Provided information:
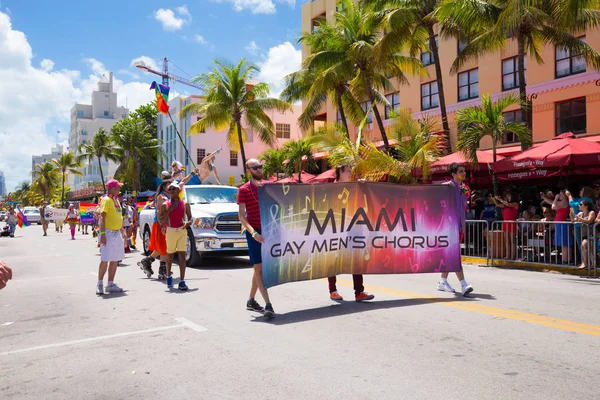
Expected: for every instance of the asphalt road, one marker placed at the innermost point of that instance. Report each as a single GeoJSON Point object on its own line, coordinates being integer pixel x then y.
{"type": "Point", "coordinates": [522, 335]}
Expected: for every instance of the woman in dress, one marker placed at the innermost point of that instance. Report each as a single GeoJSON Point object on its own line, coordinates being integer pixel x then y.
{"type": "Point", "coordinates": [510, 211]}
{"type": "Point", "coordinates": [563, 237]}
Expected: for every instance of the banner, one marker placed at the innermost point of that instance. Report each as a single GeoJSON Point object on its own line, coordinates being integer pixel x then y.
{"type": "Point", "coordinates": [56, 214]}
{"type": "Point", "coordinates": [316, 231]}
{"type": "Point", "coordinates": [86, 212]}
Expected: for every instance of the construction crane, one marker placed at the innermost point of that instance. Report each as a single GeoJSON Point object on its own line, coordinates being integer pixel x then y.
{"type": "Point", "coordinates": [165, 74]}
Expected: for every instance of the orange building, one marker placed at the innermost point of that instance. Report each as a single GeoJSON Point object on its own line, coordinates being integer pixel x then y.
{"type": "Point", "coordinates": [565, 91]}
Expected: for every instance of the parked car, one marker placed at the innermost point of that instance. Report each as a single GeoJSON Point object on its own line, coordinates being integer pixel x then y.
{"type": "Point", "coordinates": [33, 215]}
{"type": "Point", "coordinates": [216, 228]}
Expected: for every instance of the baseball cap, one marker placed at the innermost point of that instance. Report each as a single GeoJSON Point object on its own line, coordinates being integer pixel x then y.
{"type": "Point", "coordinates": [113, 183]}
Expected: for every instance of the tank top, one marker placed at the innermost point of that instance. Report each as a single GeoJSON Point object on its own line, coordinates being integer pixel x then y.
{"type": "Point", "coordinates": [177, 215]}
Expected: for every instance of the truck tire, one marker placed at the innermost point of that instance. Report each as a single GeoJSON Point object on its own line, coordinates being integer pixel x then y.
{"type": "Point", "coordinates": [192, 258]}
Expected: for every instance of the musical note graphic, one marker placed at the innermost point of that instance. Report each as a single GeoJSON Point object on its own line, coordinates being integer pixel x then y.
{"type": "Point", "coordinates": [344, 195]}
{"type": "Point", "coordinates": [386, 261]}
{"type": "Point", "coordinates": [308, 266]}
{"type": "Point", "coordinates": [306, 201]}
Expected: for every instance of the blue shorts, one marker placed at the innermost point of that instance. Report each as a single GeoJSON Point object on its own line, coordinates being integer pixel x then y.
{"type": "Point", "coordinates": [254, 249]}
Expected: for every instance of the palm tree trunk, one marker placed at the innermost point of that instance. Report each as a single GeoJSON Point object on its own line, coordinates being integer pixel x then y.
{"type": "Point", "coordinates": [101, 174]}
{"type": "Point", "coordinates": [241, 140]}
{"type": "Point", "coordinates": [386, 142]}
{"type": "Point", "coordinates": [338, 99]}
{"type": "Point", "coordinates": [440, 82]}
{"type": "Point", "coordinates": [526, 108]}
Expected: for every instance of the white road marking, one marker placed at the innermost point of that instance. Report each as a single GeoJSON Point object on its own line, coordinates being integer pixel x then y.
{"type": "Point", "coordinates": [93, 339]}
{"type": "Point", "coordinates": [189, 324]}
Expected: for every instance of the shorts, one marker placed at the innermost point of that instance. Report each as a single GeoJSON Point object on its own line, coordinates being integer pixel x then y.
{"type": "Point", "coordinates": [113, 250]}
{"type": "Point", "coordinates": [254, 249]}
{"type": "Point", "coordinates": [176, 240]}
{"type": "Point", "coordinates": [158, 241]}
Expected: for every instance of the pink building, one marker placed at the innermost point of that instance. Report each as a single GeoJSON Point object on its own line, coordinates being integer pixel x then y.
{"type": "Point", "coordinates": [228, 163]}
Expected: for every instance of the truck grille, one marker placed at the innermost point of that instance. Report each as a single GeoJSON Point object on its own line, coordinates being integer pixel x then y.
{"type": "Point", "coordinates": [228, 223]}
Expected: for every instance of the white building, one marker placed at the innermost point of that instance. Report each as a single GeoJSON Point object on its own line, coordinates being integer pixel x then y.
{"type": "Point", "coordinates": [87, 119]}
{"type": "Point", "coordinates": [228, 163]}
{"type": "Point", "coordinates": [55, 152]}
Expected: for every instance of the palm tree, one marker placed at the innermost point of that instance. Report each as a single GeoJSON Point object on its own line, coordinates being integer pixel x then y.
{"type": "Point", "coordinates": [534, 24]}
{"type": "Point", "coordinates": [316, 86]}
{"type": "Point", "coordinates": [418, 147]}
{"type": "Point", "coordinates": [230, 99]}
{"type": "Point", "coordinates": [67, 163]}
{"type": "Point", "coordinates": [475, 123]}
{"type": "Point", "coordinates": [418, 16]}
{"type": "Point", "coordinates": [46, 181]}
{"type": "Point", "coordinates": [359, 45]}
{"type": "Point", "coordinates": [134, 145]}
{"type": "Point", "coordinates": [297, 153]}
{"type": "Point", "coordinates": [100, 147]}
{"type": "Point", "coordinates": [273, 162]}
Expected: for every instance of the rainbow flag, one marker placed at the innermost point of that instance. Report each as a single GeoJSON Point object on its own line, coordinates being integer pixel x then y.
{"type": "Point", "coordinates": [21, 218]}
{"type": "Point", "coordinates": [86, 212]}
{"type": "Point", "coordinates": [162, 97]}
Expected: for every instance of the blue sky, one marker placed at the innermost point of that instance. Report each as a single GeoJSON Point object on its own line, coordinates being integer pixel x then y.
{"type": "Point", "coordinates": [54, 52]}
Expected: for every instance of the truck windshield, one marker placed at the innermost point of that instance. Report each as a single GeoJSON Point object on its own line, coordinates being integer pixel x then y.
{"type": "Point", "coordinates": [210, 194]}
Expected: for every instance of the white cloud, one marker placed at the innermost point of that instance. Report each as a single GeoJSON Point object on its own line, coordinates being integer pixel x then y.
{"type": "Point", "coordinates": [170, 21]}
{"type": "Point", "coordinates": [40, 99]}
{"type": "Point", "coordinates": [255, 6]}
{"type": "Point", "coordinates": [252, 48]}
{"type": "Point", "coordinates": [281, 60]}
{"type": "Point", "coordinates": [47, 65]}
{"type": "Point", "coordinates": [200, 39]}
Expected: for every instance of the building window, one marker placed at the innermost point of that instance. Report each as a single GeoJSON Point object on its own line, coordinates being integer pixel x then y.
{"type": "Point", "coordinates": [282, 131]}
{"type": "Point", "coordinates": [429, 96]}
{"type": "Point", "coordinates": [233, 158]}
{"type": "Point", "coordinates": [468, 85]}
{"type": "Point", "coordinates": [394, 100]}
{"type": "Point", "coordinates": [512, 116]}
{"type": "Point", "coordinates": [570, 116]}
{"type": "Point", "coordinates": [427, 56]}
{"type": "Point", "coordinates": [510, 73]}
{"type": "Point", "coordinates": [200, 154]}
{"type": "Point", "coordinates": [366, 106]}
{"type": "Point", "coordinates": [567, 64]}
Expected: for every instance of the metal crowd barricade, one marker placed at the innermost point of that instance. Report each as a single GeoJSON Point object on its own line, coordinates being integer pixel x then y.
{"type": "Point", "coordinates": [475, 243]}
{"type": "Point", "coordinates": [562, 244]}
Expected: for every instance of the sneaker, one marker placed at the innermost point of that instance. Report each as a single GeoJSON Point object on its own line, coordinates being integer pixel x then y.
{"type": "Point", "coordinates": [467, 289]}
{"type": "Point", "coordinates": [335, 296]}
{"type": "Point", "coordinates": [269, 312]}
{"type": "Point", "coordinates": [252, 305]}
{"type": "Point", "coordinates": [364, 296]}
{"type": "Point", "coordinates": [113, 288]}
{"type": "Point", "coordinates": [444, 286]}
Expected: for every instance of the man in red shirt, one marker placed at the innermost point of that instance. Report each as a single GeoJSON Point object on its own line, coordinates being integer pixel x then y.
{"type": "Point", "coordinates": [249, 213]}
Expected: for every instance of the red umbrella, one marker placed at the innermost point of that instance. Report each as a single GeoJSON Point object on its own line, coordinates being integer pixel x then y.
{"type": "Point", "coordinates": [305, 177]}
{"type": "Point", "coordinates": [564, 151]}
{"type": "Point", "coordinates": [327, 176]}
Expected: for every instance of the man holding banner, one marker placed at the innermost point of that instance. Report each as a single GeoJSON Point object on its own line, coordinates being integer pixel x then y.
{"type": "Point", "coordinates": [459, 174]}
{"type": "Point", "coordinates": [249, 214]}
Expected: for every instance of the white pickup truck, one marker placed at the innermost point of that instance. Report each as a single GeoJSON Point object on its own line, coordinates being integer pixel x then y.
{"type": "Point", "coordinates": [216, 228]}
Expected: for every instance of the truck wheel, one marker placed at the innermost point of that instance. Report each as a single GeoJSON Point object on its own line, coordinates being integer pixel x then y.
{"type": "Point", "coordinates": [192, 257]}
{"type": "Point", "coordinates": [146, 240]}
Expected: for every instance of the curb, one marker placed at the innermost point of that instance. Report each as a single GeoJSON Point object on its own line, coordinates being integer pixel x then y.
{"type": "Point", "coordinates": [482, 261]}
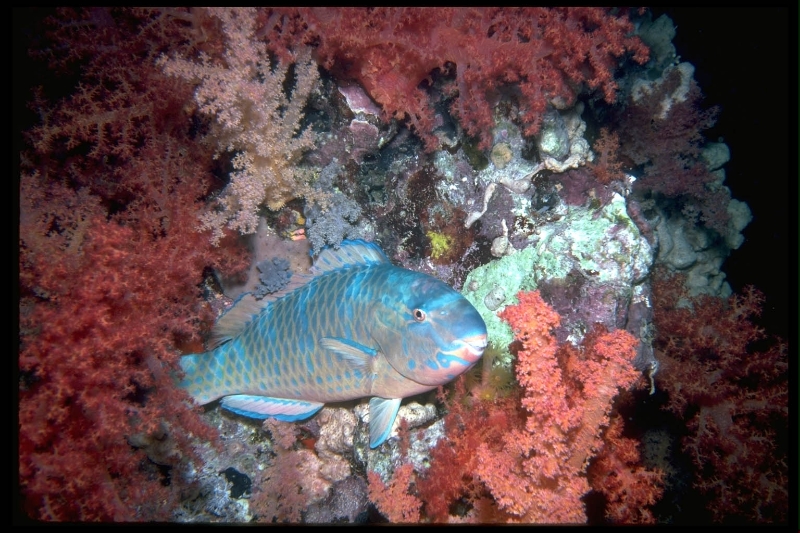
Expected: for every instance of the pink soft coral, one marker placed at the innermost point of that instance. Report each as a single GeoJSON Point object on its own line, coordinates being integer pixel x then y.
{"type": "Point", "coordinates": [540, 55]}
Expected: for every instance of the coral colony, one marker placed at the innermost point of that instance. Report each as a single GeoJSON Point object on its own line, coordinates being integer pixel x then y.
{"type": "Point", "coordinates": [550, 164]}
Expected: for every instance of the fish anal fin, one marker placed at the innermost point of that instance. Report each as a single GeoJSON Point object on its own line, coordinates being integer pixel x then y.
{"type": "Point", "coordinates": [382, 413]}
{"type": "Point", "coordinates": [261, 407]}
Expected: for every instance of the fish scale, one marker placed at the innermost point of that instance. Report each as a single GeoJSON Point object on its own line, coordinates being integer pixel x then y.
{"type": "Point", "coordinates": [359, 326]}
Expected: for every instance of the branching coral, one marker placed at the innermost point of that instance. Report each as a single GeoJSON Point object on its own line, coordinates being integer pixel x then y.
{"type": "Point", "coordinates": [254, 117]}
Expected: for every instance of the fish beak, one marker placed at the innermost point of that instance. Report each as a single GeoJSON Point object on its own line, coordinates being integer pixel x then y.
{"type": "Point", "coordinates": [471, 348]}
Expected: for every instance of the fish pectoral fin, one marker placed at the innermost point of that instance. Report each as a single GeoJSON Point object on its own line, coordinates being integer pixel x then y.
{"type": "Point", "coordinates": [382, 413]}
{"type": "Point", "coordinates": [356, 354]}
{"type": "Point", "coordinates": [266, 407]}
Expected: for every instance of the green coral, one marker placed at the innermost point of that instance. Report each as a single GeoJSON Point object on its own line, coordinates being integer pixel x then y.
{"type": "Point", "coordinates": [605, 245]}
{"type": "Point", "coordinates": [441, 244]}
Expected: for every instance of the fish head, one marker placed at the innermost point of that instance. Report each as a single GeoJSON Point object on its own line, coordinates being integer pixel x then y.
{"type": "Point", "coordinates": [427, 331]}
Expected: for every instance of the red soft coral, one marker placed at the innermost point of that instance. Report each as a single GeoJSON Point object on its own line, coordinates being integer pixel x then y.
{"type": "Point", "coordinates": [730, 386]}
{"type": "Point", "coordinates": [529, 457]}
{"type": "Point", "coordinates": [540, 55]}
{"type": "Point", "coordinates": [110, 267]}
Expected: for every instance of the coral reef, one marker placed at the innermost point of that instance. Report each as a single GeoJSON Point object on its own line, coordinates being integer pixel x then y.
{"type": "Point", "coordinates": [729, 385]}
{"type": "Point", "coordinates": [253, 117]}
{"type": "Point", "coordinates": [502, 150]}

What you need to do: Repeat exactly the lines starting at the line with "Expected: for every instance of the fish head, one" and ending with the final line of the entries. Include nothing else.

Answer to the task:
Expected: for every instance of the fish head, one marker placed at the innermost point of that instance. Report each as a single GeoJSON Point object on its own line, coordinates being integer pixel x then y.
{"type": "Point", "coordinates": [427, 331]}
Expected: for every instance of the red soft coral, one marker placed at the innermost point of that instance. Report each as a single GeoJSON Point object on its own line, coordinates being integer pixel x then y.
{"type": "Point", "coordinates": [730, 386]}
{"type": "Point", "coordinates": [529, 457]}
{"type": "Point", "coordinates": [540, 55]}
{"type": "Point", "coordinates": [110, 267]}
Expected: for every instance of the coral reef, one marker placed at the innermost point of that instance. Report each as a single GeoJSON Point object on its own line, coordinates being integer pixel x then y.
{"type": "Point", "coordinates": [729, 385]}
{"type": "Point", "coordinates": [253, 117]}
{"type": "Point", "coordinates": [502, 150]}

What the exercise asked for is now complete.